-- Opening Marker --

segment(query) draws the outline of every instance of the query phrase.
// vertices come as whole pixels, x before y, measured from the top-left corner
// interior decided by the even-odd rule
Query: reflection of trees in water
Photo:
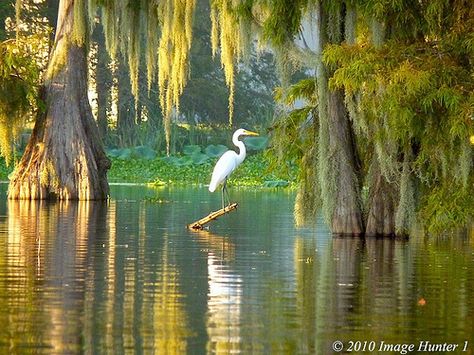
[[[108,240],[94,262],[95,269],[105,270],[107,282],[98,279],[92,287],[90,322],[101,334],[91,334],[92,350],[186,352],[190,334],[169,235],[164,233],[160,248],[150,252],[147,219],[153,216],[142,203],[128,207],[137,210],[124,215],[111,203]]]
[[[396,326],[391,317],[405,312],[397,303],[407,282],[399,268],[405,265],[404,255],[394,259],[396,244],[403,247],[389,238],[333,238],[327,270],[319,276],[330,281],[324,291],[316,290],[325,295],[316,318],[320,349],[330,349],[334,340],[390,340],[394,329],[387,325]]]
[[[145,209],[137,216],[138,236],[115,202],[9,201],[0,241],[2,342],[13,352],[185,352],[189,331],[169,237],[158,256],[146,252]]]
[[[271,238],[258,224],[251,242],[236,234],[234,244],[206,231],[177,236],[162,223],[182,210],[159,209],[158,221],[156,211],[10,201],[0,219],[2,350],[328,353],[336,339],[451,341],[474,329],[470,237],[407,245],[328,241],[318,230],[287,250],[293,237],[276,234],[277,223]]]
[[[474,327],[466,297],[474,292],[468,274],[473,259],[469,239],[460,240],[430,238],[408,248],[390,238],[333,238],[316,252],[315,239],[297,238],[301,353],[326,353],[335,340],[468,337]],[[426,306],[418,305],[420,298]]]
[[[80,349],[88,236],[100,210],[92,202],[8,202],[0,322],[10,351]]]
[[[320,260],[317,257],[317,246],[314,238],[297,237],[294,245],[294,262],[296,277],[296,306],[298,326],[301,329],[297,353],[314,353],[316,323],[316,289],[317,272]]]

-- Closing Marker --

## TASK STATEMENT
Copy every record exactly, without the pictures.

## RESPONSE
segment(query) draws the outline of every instance of the query phrase.
// vertices come as whole pixels, x before y, measured from the top-left corner
// interior decided by the even-odd rule
Query: reflection of trees in water
Photo:
[[[108,240],[94,262],[95,269],[105,270],[107,282],[98,279],[92,287],[90,322],[101,334],[91,334],[92,350],[186,352],[190,334],[169,235],[164,233],[160,248],[150,252],[147,219],[153,216],[142,203],[128,207],[137,210],[124,215],[111,203]]]
[[[396,326],[391,317],[405,312],[397,303],[407,282],[399,268],[405,265],[404,255],[394,259],[396,244],[403,247],[389,238],[333,238],[327,270],[319,276],[330,281],[324,291],[316,290],[325,295],[316,318],[320,349],[330,349],[334,340],[390,340],[394,329],[387,325]]]
[[[145,209],[137,216],[138,236],[115,202],[9,201],[0,241],[2,342],[13,352],[185,352],[189,331],[169,237],[158,256],[146,252]]]
[[[271,238],[258,224],[251,242],[236,234],[234,244],[206,231],[177,236],[162,223],[182,210],[159,209],[158,221],[156,211],[10,201],[0,219],[2,350],[328,353],[336,339],[451,341],[474,329],[470,237],[407,245],[328,241],[318,230],[287,250],[293,237],[276,234],[277,223]]]
[[[474,327],[466,297],[474,292],[468,274],[473,259],[469,239],[460,240],[430,238],[408,248],[390,238],[333,238],[316,252],[315,239],[297,238],[301,353],[326,353],[335,340],[468,337]],[[426,306],[418,305],[420,298]]]
[[[80,349],[88,236],[100,210],[92,202],[8,202],[0,322],[10,351]]]
[[[320,260],[317,257],[317,246],[314,238],[297,237],[294,245],[294,262],[296,277],[296,306],[298,326],[301,329],[297,353],[314,353],[316,323],[316,289],[317,272]]]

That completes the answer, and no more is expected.